Short exercise: Edit the records below by replacing every occurrence of "overlapping leaves" with "stacked leaves", keeping everything else the same.

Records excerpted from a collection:
— begin —

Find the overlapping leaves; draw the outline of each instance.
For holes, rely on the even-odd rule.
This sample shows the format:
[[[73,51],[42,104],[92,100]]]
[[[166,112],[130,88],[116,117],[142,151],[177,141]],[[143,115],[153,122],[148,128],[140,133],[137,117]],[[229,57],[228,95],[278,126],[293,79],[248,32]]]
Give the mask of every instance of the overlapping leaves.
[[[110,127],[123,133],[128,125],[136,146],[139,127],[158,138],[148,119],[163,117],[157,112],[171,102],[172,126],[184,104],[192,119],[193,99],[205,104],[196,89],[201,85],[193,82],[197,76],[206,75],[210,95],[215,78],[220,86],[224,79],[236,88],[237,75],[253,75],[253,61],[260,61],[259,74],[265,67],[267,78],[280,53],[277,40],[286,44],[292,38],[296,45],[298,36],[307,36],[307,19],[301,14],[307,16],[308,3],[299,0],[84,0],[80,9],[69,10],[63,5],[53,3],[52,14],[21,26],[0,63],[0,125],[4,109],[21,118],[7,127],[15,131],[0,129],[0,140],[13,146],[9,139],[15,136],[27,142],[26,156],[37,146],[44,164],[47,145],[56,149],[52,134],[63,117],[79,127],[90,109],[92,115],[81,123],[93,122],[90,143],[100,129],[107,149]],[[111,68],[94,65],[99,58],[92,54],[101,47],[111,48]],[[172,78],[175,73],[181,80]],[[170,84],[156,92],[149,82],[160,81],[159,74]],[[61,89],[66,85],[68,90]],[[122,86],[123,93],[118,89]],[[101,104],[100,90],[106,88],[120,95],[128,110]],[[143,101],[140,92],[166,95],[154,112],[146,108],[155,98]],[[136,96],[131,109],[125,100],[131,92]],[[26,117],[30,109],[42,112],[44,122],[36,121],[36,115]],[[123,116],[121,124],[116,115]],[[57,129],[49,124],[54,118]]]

— end —

Problem solution:
Find the stacked leaves; draw the outline of each instance.
For holes, rely on the even-odd rule.
This sample shows the format:
[[[73,51],[42,104],[92,100]]]
[[[166,112],[130,88],[116,117],[142,151],[177,141]],[[143,115],[153,122],[148,128],[140,133],[137,117]],[[229,57],[228,95],[278,126],[293,79],[248,32]]]
Give the mask of every instance of the stacked leaves.
[[[110,127],[123,133],[128,125],[136,146],[139,127],[158,138],[148,119],[163,117],[157,112],[171,102],[172,126],[184,104],[192,119],[193,99],[205,104],[196,89],[201,85],[193,82],[197,76],[206,75],[210,95],[215,78],[220,86],[224,79],[236,88],[237,75],[253,75],[253,61],[260,61],[259,74],[265,67],[267,78],[280,53],[277,40],[286,44],[292,38],[296,45],[298,36],[307,36],[307,19],[301,14],[307,16],[308,3],[299,0],[84,0],[80,9],[69,10],[63,5],[53,3],[52,14],[21,26],[0,63],[0,125],[4,109],[21,118],[7,127],[15,131],[0,129],[0,140],[13,146],[9,139],[15,136],[27,142],[26,156],[37,146],[44,164],[47,145],[56,149],[52,134],[63,117],[79,127],[90,109],[92,115],[81,123],[93,122],[90,143],[100,129],[107,149]],[[111,68],[94,65],[99,58],[92,54],[101,47],[111,48]],[[172,78],[175,73],[181,80]],[[170,84],[156,92],[149,82],[160,81],[159,74]],[[61,89],[66,85],[68,90]],[[122,86],[123,93],[118,89]],[[101,104],[100,90],[106,88],[120,95],[128,110]],[[143,101],[140,92],[166,95],[154,112],[146,108],[155,98]],[[136,96],[131,109],[125,100],[131,92]],[[26,117],[30,109],[42,112],[44,122],[36,121],[36,115]],[[123,116],[121,124],[116,115]],[[57,129],[49,124],[54,118]]]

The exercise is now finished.